• Task: Below are records; output all of them exactly.

---------- Data supplied ----------

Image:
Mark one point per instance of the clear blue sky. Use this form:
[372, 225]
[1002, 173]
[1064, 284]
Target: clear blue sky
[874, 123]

----------

• Response area:
Image:
Mark one point per instance of the clear blue sky. Use this form:
[372, 225]
[1002, 173]
[1064, 284]
Target: clear blue sky
[874, 123]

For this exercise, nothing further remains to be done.